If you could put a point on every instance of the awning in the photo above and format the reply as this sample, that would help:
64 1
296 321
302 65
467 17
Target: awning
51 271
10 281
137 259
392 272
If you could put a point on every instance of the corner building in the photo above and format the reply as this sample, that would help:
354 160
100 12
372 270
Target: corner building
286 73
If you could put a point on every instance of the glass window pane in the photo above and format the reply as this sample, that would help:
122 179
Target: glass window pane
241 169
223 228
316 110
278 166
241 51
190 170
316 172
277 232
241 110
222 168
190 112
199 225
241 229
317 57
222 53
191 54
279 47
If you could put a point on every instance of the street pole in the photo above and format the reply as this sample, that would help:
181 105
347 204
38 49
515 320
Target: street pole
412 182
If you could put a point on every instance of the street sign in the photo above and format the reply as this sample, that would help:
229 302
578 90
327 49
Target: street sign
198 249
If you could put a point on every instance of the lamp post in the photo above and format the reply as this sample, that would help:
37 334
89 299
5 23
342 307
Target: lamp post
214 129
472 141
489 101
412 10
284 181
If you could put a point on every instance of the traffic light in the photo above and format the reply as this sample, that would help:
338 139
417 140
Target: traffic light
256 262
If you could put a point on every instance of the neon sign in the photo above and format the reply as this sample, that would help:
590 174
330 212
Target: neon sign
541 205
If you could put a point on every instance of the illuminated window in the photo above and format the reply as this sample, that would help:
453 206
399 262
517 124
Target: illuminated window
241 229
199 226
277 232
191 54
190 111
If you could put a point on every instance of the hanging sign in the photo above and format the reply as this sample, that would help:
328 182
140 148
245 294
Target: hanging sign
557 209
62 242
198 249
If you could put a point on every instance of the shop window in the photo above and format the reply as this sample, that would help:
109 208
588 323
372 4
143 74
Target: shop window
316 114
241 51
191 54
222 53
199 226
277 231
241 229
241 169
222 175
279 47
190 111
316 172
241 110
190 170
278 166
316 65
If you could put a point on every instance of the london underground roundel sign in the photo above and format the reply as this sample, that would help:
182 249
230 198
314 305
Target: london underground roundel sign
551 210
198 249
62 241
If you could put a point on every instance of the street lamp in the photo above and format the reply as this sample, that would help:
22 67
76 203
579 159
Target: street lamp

◆ ◆ ◆ ◆

Each line above is to be repeated exactly.

If you could put a point on every instance of the awning in the photo above and format the reply as this sample, that would help:
64 1
296 321
302 65
467 17
Target: awning
51 271
10 281
137 259
392 272
If you could put a point on every instance of the corner building in the photo above and format the reply as this sample, that would help:
354 160
100 12
372 270
Target: corner building
286 73
If you could put a point on every instance of the glass window pane in the photo above and format the reply as this sample, that would help:
122 179
Target: glass window pane
241 169
223 228
316 110
278 166
241 51
190 170
316 172
277 232
241 110
222 168
190 112
199 225
241 229
317 57
222 53
191 54
279 47
If you could put a point on every instance of the street pole in the photo above and format the reply as this sample, that would help:
181 105
347 204
38 49
515 320
Target: street pole
412 182
If you could put a point on every instance of the street sign in the photo above and format the reply as this sample, that would help:
229 302
578 90
327 49
Target: street sign
198 249
If you could put a point on every instance of the lamp post in the photo above and format the reply as this sample, that would help:
37 334
89 299
5 23
342 307
Target: lamp post
214 129
472 141
489 101
412 10
284 181
If you could put a point on every instance of the traffic light in the photo above and format the reply as this sample, that would help:
338 139
417 140
Target: traffic light
256 262
If you could put a point on every instance of the neon sign in the photo above and format the reply as this sample, that would help:
590 174
330 212
Target: neon sign
541 205
If you could put a point on every instance of the illuminated window in the photo above and format the reply as this sample, that would help:
453 206
399 262
517 124
Target: illuminated window
241 229
199 226
277 232
191 54
190 111
If you could put a point on every instance of the hanging sign in the photo above and format the reply as this sample, that would help:
328 182
140 148
245 294
Target: hanging sign
557 209
62 242
198 249
If you could put a point on every instance of the shop window in the photo above and format the reply as this sample, that would help:
109 208
588 323
372 4
143 74
Target: shop window
316 114
241 51
191 54
222 53
199 226
277 231
241 229
241 169
222 175
279 47
190 111
316 172
241 110
190 170
278 166
316 65
If you could put a point on every instance of the london underground roundel sign in the photo above and format the reply as this sample, that would help:
182 249
230 198
314 305
Target: london underground roundel sign
551 210
198 249
62 241
If you could put a point on every instance of the street lamp in the photo above and format the reply as this sample, that would help:
22 67
76 203
579 159
Target: street lamp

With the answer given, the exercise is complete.